Request 1
Decide whether each statement below agrees with the text on Elspet Gray. Answer yes or no for each, quoting the words of the text that decide it.
(a) Gray's earliest film or television appearance was The Blind Goddess (1948).
(b) In The Black Adder, Gray played the mother of Rowan Atkinson's character.
(c) The Whitehall farces were performed only at the Whitehall Theatre.
━━━━━ Excerpt
Elspet Jean Gray, Baroness Rix (née Gray; 12 April 1929 – 18 February 2013) was a Scottish actress, who first became known for her partnership with her husband, Brian Rix, and later was cast in many television roles in the 1970s and 1980s. She played Lady Collingford in the television series Catweazle and Mrs. Palmer in the television series Solo, alongside Felicity Kendal.

Career
Gray had a long stage career, particularly known for her appearances in the Whitehall farces, the company being managed by her husband Brian Rix, which were originally performed at the Whitehall Theatre and later at the Garrick.

Gray appeared in many films and television programmes, her earliest being The Blind Goddess (1948). She had several roles in the 1970s including parts in Fawlty Towers, as the paediatrician wife of a psychiatrist baffled by Basil Fawlty’s behaviour, The Crezz, Catweazle, and in the 1980s with Doctor Who story Arc of Infinity and the World War Two drama Tenko. She appeared as the Queen in the BBC sitcom The Black Adder (1983), with Rowan Atkinson as her son in the title role, and as Mrs. Palmer in Solo (1981–82), another comedy, this time with Felicity Kendal in the lead as her daughter.
━━━━━━━━━━
━━━━━ Dataset extract
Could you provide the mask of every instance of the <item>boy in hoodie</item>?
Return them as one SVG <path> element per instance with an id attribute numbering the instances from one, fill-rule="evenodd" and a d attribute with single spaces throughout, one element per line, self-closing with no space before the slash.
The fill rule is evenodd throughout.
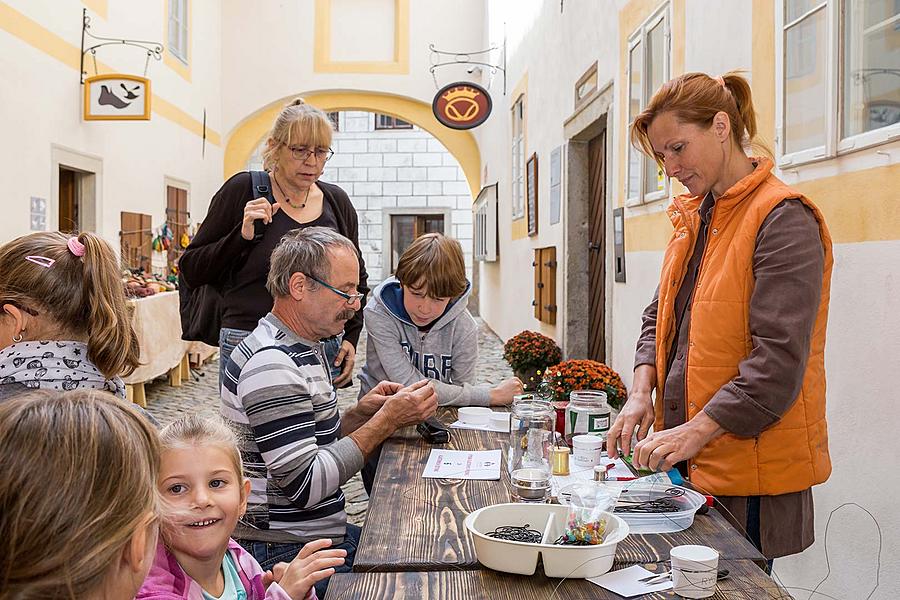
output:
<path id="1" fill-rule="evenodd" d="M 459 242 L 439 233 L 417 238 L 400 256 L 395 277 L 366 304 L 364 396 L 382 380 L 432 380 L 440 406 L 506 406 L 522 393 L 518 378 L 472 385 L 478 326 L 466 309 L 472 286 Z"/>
━━━━━━━━━━
━━━━━ Dataset extract
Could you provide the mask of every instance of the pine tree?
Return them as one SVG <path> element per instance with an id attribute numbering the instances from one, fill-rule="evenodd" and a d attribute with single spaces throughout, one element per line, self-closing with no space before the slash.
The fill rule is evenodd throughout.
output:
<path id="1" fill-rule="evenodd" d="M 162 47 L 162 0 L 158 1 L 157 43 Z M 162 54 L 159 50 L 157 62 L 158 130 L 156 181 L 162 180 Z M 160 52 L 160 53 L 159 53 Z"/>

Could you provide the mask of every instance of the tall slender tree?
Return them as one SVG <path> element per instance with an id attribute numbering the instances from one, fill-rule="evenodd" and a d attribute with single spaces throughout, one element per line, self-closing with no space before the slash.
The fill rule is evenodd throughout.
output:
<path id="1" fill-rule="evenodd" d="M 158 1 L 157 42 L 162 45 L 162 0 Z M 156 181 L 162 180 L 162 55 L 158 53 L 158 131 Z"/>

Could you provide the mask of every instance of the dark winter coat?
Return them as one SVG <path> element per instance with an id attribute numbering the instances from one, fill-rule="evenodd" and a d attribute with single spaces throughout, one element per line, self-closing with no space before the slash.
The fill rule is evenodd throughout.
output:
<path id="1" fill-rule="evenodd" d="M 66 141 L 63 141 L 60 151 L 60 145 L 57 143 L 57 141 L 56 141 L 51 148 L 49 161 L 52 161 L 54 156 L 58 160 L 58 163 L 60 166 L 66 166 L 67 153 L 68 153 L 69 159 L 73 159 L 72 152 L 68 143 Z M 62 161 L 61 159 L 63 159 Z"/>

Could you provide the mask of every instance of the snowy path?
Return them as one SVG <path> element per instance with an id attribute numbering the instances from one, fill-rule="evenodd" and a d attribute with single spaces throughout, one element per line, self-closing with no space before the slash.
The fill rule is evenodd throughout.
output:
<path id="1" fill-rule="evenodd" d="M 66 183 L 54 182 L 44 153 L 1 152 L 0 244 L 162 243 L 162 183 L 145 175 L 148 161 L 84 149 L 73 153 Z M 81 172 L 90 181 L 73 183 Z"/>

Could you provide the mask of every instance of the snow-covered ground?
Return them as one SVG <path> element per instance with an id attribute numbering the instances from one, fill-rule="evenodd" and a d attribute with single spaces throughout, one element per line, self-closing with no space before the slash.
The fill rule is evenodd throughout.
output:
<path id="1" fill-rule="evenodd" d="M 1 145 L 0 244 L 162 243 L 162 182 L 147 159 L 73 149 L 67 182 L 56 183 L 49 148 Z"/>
━━━━━━━━━━
━━━━━ Dataset extract
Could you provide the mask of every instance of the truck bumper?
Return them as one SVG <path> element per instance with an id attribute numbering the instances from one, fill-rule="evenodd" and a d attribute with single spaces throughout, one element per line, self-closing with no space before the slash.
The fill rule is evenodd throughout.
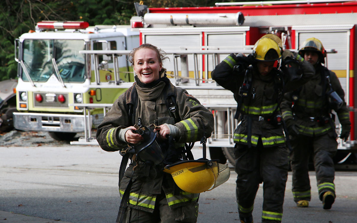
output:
━━━━━━━━━━
Request 2
Write out the lines of the listing, starting with the line that contains "Could you provide the mask of every instance of the snow-covered" and going on through the line that contains "145 L 0 244", with both of those lines included.

Answer 1
(a) Yes: "her earliest being The Blind Goddess (1948)"
(b) Yes: "with Rowan Atkinson as her son in the title role"
(c) No: "originally performed at the Whitehall Theatre and later at the Garrick"

Answer 2
Could you provide the mask of every instance of the snow-covered ground?
Return them as one SVG <path> element per instance with an id attribute numbering the instances from one, fill-rule="evenodd" and a d attribute with single spaces throughout, one element per line, self-closing with no space before the slash.
The fill rule is evenodd throughout.
output:
<path id="1" fill-rule="evenodd" d="M 1 145 L 0 244 L 162 243 L 162 182 L 147 159 L 73 149 L 67 182 L 56 183 L 49 148 Z"/>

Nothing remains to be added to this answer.